(Items from a data source)
'''

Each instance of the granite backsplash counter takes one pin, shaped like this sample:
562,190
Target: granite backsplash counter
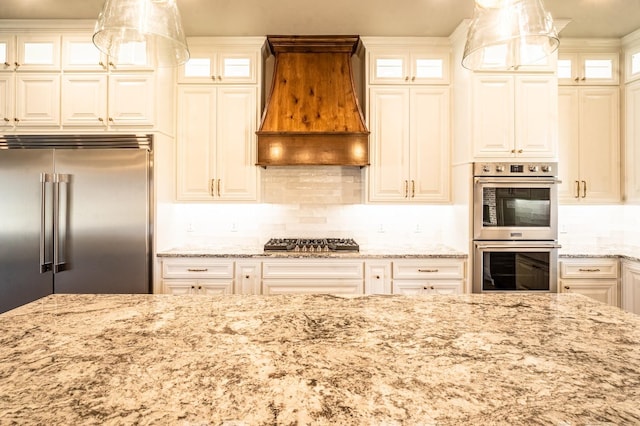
408,252
553,359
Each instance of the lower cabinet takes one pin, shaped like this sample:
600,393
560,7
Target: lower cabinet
593,277
631,286
334,276
428,276
198,275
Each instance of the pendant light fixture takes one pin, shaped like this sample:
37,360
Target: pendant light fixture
155,22
505,34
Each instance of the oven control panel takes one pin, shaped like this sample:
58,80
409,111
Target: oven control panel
515,169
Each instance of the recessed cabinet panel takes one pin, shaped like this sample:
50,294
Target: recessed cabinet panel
84,99
131,99
37,99
7,115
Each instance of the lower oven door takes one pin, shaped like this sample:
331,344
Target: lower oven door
515,266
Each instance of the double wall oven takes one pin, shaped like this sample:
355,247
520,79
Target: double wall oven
515,227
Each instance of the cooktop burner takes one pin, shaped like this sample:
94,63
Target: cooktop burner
311,245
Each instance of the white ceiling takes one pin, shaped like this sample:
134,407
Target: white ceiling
589,18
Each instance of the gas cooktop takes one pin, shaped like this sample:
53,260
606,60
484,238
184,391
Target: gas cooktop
311,245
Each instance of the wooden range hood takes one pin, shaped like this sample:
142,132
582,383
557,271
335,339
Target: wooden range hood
312,116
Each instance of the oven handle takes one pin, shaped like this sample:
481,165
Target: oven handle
517,245
518,180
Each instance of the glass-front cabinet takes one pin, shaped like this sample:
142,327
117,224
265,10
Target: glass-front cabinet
225,63
588,68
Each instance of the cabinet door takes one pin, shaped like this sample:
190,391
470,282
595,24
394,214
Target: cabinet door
388,175
80,54
38,52
131,100
196,131
569,144
429,67
493,116
7,85
605,291
84,99
536,116
389,67
632,141
630,297
236,172
37,99
599,153
430,144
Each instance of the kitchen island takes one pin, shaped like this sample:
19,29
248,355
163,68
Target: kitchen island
319,359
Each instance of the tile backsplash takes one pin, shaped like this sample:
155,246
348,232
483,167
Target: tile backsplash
319,201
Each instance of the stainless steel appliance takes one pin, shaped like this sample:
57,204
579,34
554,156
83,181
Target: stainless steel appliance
75,215
312,245
515,227
515,201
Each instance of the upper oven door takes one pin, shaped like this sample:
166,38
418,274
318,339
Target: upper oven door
515,209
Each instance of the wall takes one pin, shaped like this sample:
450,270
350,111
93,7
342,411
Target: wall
321,201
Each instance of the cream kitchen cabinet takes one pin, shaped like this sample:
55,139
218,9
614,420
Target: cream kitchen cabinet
408,65
197,276
514,116
112,100
29,99
409,144
630,295
328,276
428,276
588,68
29,52
593,277
377,276
632,142
29,80
589,154
216,143
222,60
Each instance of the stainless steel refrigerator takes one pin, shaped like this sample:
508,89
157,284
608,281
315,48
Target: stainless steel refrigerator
75,215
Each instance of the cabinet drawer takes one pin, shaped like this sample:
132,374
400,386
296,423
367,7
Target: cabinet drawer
589,268
188,268
312,286
428,269
313,269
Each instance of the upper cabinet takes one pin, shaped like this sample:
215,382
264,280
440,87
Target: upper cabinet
221,61
30,52
410,140
514,115
417,65
594,68
217,120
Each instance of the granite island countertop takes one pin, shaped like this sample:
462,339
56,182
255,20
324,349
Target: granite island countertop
557,359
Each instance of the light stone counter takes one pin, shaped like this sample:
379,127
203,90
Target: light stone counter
320,360
400,251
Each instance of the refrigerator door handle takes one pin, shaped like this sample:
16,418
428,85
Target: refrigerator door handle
61,221
46,263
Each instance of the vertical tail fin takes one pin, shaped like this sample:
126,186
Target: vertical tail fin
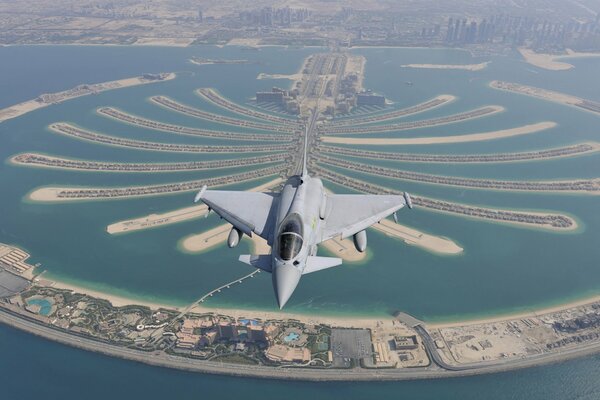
305,156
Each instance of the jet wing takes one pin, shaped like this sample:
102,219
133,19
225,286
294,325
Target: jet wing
250,212
347,214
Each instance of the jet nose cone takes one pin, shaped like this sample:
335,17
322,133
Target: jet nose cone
285,280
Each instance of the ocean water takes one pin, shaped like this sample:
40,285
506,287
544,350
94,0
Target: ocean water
36,368
503,268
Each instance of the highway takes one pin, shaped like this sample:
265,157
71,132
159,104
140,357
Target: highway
162,359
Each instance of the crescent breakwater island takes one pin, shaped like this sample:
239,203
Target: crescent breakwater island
289,346
45,100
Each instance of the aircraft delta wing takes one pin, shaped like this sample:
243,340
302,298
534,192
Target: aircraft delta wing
249,212
347,214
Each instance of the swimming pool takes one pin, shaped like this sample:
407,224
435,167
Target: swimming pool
45,305
291,337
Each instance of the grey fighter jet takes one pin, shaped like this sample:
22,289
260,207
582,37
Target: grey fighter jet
295,220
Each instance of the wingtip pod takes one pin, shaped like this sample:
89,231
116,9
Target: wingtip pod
408,200
200,194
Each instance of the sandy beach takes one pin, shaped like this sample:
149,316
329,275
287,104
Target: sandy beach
414,237
465,67
172,217
119,301
23,108
344,321
207,240
534,312
551,61
473,137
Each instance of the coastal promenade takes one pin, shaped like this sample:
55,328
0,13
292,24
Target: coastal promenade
559,152
79,133
184,130
402,126
212,96
541,220
162,359
404,112
45,100
588,186
42,160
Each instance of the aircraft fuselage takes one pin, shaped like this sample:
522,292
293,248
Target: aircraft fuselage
297,232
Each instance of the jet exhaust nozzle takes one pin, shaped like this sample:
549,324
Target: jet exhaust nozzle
285,280
408,200
234,237
360,241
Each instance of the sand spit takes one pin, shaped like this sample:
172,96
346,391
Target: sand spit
411,236
56,194
45,100
549,95
466,67
173,217
473,137
550,61
216,237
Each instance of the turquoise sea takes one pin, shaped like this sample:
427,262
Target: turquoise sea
503,268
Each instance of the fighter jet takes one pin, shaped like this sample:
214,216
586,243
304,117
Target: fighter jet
295,220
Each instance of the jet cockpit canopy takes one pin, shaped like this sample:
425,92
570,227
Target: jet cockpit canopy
290,237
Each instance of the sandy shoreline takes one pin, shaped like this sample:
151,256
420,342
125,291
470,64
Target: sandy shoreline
472,137
25,107
551,61
342,321
175,216
465,67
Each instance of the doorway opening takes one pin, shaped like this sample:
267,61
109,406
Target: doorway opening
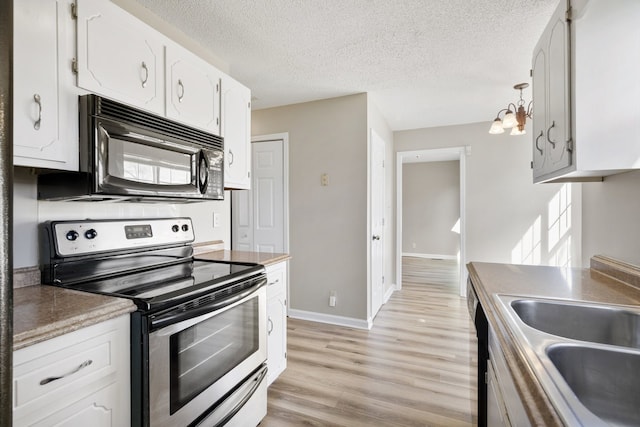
454,154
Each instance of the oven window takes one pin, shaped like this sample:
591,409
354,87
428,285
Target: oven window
203,353
146,164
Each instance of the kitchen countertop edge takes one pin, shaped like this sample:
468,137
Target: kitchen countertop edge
264,258
538,406
42,312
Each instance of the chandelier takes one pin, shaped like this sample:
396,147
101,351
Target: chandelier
513,119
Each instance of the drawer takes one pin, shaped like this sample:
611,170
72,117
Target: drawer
65,368
55,373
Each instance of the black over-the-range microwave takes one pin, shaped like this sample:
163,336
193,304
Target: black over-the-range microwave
130,154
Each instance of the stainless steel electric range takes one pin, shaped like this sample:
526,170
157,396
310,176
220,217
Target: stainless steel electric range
198,337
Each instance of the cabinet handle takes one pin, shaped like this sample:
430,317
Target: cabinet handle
81,366
537,146
553,124
36,124
180,90
146,74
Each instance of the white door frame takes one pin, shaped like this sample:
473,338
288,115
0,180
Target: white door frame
434,155
370,280
284,137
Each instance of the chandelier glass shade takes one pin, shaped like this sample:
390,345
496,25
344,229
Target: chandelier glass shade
515,116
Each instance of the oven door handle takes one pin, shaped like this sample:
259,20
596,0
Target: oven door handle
244,396
178,315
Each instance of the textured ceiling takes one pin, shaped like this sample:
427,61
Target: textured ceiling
424,62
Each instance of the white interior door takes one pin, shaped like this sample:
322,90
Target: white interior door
268,197
259,214
377,190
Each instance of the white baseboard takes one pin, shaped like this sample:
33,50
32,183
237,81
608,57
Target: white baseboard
430,256
389,292
330,318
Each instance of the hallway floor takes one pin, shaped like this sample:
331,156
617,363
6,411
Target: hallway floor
415,367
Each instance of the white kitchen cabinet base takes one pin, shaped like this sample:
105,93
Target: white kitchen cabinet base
78,379
276,320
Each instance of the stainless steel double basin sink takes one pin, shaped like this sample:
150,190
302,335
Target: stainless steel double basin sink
585,355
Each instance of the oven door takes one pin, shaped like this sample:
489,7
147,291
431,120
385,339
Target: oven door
197,363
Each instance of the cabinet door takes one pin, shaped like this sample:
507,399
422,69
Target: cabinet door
119,56
96,410
45,112
558,133
276,320
193,90
539,80
277,336
236,130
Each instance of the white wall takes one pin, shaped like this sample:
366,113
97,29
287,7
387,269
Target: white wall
611,218
509,219
328,224
431,208
29,212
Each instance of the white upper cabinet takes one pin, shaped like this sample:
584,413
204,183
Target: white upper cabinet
119,56
193,90
551,113
585,91
45,118
236,130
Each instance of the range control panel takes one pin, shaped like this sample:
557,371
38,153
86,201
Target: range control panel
91,236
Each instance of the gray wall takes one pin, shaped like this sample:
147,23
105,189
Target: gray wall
509,219
611,218
430,208
328,226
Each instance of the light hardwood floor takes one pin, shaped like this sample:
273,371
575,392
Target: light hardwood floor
413,368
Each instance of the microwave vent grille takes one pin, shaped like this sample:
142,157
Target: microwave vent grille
108,109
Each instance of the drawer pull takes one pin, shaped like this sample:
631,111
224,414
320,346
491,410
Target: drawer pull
81,366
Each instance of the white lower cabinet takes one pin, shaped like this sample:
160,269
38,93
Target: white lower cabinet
78,379
276,320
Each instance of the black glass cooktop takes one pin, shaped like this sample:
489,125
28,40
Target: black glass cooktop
160,286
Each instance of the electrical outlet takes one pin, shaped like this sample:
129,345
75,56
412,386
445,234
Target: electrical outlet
332,299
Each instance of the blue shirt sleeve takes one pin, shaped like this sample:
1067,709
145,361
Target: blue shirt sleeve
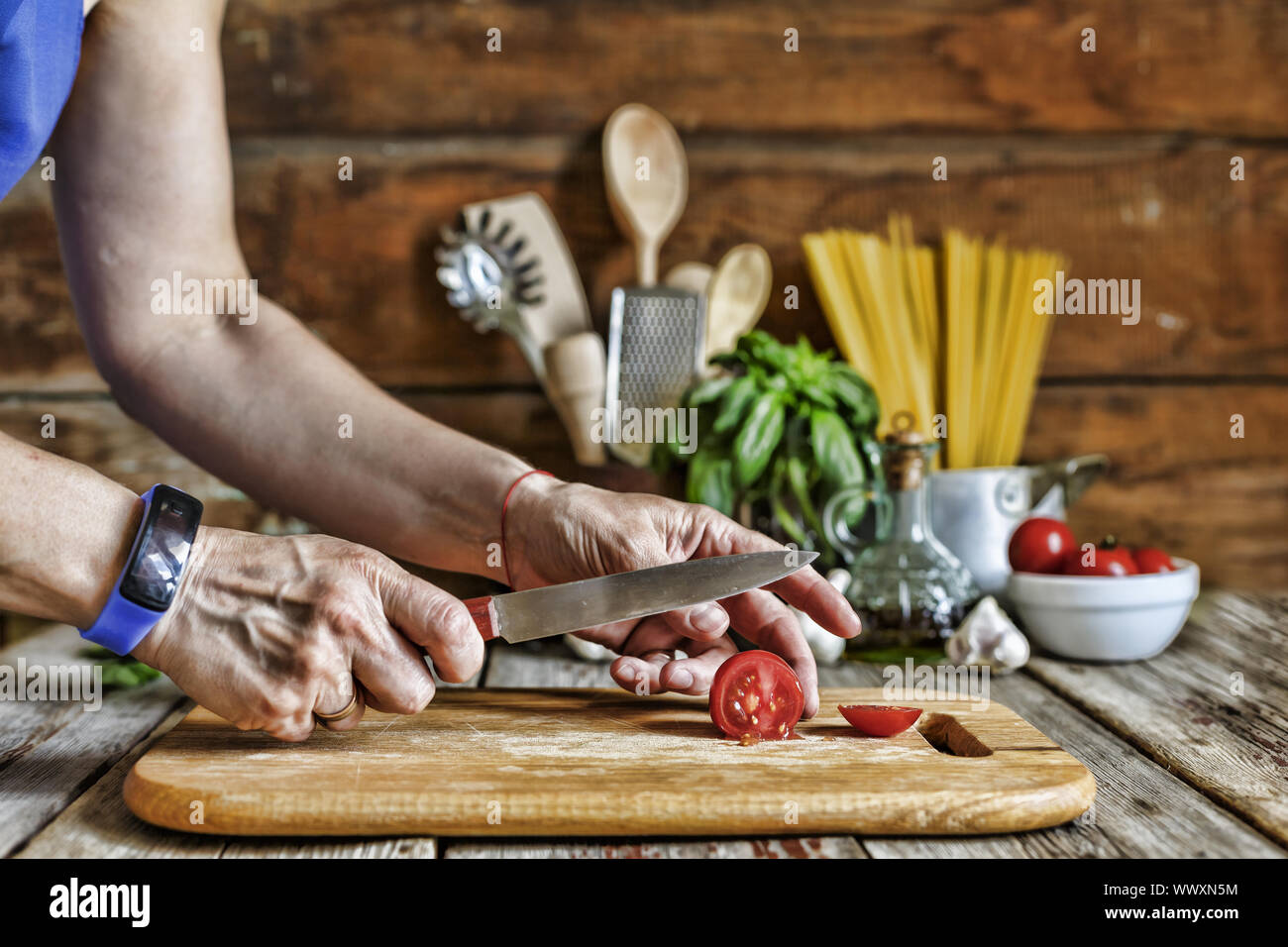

'''

— Work item —
If a line in the records holds the word "sleeve", count it, then give only the total.

— Solution for this problem —
2